Activities
a) From the review of Los Jarritos below, list each component of the chilaquiles remo that the review describes.
b) Carry the review of Los Jarritos forward from its final sentence.

(Beginning of Extract provided)

Tuesday, November 17th, 2009

Los Jarritos
At Los Jarritos, the Reyes Padilla family's sit-down eatery on the corner of South Van Ness and 20th, components of the restaurant's fantastic chilaquiles remo are reminiscent of canonized comfort foods from other cultures.

Like noodles in a day-old lasagne, the quarters of fried corn tortilla are pasta-like, smothered in tomato sauce, congealed, pinioned under an oozing crown of cheese.  Nestled amongst the bits of tortilla, the long-simmered strands of chicken taste as if they have been lifted from a huffing stockpot of soup.  Scrambled eggs are there too, slippery and elusive, binding everything into a velvety mass further enriched and enlivened by a pour of crema.  As the crema melts and disappears, the effect is smooth:  none of the comforting elements stand out unless they're deliberately eaten apart from the others; taken together, the flavors are big and familiar, yet invigorating and, to the uninitiated, new.

Sometimes, the homiest dishes -- foods without pretense or artifice -- are most revealing about the cultures from which they spring, and inspire the most debate amongst their devotees.  However, from countless regional Mexican renditions -- like white sauces in Sinaloa and Guadalajara's polenta-like cazuela cook-downs -- to American adaptations that echo Tex-Mex migas, all chilaquiles aim to soothe -- regardless of a particular variation's provenance and claims to authenticity.

(End of Extract provided)
(Beginning of Record extracts)

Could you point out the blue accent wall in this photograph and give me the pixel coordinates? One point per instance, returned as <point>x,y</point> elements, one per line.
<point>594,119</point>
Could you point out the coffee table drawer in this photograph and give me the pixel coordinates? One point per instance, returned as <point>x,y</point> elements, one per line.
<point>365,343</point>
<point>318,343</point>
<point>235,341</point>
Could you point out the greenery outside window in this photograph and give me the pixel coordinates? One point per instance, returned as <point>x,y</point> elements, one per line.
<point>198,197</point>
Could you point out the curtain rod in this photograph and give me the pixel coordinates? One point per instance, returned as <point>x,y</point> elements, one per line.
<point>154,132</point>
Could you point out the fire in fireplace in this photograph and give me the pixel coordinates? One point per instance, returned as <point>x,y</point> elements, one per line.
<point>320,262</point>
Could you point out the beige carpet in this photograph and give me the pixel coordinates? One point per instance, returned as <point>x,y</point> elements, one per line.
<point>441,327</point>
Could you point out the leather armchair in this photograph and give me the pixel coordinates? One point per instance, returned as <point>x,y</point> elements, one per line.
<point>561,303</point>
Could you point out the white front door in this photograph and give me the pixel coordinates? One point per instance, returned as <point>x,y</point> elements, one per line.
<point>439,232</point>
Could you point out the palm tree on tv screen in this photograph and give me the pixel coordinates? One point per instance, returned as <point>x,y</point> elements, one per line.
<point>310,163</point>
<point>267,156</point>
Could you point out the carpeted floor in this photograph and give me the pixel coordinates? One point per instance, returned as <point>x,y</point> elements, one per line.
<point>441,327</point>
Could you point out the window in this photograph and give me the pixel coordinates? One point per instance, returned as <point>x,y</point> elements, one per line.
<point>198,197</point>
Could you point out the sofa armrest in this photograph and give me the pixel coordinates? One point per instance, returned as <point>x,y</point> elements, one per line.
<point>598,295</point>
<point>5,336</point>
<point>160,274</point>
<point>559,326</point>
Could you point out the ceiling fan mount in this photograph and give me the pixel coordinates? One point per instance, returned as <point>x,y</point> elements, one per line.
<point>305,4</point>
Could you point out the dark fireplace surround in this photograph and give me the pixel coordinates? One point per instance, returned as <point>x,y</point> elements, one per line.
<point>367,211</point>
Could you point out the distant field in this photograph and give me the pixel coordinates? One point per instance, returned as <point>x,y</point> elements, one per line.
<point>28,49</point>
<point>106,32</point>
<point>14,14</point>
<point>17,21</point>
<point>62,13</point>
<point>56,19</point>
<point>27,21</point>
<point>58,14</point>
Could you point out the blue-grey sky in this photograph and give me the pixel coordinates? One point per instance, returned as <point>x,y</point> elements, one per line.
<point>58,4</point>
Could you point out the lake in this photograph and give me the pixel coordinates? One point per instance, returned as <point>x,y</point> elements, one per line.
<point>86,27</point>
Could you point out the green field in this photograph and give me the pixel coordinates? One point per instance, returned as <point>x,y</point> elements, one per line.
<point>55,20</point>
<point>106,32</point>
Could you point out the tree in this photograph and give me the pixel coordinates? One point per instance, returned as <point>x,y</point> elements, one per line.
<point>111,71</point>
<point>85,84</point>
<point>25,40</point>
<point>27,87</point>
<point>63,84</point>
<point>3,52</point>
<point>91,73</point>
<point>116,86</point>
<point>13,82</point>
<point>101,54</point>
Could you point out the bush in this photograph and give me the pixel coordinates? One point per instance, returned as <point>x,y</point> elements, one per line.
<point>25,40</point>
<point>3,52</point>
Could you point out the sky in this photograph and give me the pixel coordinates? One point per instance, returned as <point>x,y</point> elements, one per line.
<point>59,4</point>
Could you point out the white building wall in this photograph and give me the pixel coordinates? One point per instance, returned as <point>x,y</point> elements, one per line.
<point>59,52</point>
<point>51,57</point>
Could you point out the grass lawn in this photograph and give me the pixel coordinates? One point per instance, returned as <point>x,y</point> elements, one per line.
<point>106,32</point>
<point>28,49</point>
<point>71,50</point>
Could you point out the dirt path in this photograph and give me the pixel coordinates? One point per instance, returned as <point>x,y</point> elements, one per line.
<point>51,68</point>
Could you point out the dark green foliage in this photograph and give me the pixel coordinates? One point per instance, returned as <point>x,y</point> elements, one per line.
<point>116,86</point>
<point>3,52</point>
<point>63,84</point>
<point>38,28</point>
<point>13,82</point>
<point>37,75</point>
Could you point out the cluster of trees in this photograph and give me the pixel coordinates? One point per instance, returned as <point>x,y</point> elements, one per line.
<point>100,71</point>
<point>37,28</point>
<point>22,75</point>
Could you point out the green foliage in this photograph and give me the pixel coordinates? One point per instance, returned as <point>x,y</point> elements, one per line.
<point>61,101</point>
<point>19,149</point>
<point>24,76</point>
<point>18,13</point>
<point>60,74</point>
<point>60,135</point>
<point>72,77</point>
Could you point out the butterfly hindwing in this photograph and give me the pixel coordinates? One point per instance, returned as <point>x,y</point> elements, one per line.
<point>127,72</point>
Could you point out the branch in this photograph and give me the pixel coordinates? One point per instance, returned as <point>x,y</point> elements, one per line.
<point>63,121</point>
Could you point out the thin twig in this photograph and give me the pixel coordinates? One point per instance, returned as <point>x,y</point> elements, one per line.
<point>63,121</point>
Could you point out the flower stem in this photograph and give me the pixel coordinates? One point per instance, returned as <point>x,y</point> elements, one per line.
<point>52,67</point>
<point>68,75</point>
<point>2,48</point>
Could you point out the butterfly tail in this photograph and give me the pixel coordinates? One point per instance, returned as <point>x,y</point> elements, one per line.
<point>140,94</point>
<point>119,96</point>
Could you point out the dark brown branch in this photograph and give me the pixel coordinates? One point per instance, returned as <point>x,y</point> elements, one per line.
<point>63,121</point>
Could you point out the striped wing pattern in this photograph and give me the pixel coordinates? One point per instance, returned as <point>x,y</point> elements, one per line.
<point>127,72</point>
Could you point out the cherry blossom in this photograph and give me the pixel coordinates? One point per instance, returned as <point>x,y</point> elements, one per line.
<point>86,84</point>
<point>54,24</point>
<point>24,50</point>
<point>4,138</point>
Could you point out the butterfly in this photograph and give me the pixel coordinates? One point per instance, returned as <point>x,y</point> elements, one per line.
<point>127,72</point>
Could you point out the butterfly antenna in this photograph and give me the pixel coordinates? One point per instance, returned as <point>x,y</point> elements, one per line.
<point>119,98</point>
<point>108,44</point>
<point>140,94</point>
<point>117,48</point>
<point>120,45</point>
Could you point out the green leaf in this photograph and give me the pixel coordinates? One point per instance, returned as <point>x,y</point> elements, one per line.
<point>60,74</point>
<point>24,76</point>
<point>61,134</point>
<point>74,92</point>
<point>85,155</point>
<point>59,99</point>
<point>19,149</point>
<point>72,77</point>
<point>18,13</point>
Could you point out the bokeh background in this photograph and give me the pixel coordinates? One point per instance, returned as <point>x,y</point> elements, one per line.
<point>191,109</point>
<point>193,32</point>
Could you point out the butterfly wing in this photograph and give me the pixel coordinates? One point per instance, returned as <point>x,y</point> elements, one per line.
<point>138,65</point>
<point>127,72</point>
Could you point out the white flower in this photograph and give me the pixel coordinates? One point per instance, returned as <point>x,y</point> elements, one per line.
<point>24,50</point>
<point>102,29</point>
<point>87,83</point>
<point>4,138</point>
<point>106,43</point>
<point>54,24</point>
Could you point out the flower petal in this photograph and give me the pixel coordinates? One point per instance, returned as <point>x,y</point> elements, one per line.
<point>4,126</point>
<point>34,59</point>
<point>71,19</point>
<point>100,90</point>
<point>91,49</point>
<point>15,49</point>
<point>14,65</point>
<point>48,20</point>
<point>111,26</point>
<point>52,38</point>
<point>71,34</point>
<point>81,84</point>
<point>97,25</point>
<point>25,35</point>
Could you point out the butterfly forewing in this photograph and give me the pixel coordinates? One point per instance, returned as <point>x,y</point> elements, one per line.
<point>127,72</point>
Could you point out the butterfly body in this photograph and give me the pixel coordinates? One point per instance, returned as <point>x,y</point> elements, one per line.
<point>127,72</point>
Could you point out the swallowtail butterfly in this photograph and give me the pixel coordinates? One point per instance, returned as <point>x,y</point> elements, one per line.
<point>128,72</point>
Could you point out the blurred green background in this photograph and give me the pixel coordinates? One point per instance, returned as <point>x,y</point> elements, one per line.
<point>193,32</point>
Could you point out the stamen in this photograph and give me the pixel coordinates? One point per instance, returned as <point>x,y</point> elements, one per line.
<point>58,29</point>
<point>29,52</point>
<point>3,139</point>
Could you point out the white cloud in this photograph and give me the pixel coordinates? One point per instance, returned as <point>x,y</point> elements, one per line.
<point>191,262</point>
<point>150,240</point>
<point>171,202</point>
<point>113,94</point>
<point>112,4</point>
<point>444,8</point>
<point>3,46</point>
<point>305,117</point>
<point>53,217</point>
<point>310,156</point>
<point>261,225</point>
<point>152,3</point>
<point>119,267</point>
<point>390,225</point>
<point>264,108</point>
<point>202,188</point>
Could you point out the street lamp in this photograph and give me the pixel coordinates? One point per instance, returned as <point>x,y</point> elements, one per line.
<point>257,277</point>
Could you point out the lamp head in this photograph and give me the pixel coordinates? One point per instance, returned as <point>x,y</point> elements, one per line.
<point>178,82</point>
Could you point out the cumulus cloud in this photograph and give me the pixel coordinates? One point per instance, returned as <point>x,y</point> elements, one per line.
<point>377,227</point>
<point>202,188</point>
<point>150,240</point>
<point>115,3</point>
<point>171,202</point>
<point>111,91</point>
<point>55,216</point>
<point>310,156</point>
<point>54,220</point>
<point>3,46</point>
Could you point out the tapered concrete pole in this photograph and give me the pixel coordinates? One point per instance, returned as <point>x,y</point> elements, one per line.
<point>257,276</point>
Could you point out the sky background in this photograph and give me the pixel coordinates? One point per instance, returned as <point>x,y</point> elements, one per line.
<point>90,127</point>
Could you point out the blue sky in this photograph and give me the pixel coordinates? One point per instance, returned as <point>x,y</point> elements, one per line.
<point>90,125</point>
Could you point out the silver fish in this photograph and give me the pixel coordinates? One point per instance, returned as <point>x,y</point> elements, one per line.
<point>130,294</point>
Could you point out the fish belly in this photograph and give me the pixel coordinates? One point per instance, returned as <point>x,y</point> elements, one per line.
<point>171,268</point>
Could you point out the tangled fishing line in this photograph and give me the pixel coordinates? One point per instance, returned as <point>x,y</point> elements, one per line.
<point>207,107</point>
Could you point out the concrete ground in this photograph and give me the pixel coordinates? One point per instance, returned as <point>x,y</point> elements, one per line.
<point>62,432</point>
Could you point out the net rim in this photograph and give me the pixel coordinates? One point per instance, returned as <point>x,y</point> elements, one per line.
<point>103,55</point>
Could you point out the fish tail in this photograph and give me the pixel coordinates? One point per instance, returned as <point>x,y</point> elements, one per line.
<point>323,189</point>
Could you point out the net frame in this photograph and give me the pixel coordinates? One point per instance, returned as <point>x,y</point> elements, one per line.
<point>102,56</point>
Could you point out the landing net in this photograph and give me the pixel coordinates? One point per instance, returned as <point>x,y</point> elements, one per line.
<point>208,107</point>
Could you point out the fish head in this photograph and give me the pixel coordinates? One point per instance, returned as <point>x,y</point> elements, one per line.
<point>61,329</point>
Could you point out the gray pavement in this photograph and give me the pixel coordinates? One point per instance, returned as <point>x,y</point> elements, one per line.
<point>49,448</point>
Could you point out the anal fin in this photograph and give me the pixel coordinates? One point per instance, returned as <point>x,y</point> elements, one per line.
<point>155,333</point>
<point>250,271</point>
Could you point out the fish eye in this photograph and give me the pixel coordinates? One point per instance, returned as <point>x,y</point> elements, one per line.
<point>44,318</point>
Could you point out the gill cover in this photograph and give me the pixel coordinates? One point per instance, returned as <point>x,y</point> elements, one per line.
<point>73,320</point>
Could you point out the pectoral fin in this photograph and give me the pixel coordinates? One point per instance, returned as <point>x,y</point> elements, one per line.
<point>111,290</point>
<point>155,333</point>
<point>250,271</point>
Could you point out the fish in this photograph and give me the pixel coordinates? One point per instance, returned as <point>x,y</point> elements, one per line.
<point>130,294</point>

(End of Record extracts)

Answers by task
a)
- Quarters of fried corn tortilla
- Tomato sauce
- Cheese
- Long-simmered strands of chicken
- Scrambled eggs
- Crema

b)
The other weekend, hungover and exhausted from a morning of pick-up basketball, I was looking for comfort in sustenance.  I found it easily, several thousand calories' worth:  two distinct and excellent versions of chilaquiles served up at two very different Mission District establishments.

The chilaquiles at Los Jarritos aren't particularly spicy, merely salty and luxurious.  Cranberry-colored and riddled with ice, a pitcher-sized glass column of agua fresca de jamaica -- a refreshing tea-like infusion of dried hibiscus flowers -- compliments the richness with tart notes as well as sweetness.

Furthermore, you need not make a breakfast of chilaquiles alone.  The "Mexicano" side of the divided desayunos menu -- the one from which you should be ordering -- is rife with other enticing offerings, like machaca, a melange of flank steak, scrambled eggs, onions, tomatoes, and peppers, and huevos divorciados.  The latter boasts tender pork cubes in two sauces -- a red, oily chile colorado and a spicy, slightly sour chile verde -- kept separate and served atop two runny fried egg rounds.  The basket of pillowy, sweating tortillas comes in handy here. Strips of the thick discs are good for sopping sauce and scooping up errant morsels, but, nibbled unadorned, they also offer a welcome respite from the heavy assault of pig and eggs.

Interestingly, there are huevos con amor as well, but they are not as delicious and, surprisingly, no less expensive.

Inside, Los Jarritos looks as bold as its food tastes, like a typically kitschy roadside diner wonderfully lost in translation.  A chalkboard announces specials like birria and menudo.  The tabletops are a lively turquoise; sombreros swing from hooks high up on the walls alongside toy guitars in pastel hues and large black-and-white photographs.  A miniature plastic marlin peers down blankly from a lower perch.  Tiny painted drinking mugs -- the restaurant's namesake -- hang in bunches between the windows.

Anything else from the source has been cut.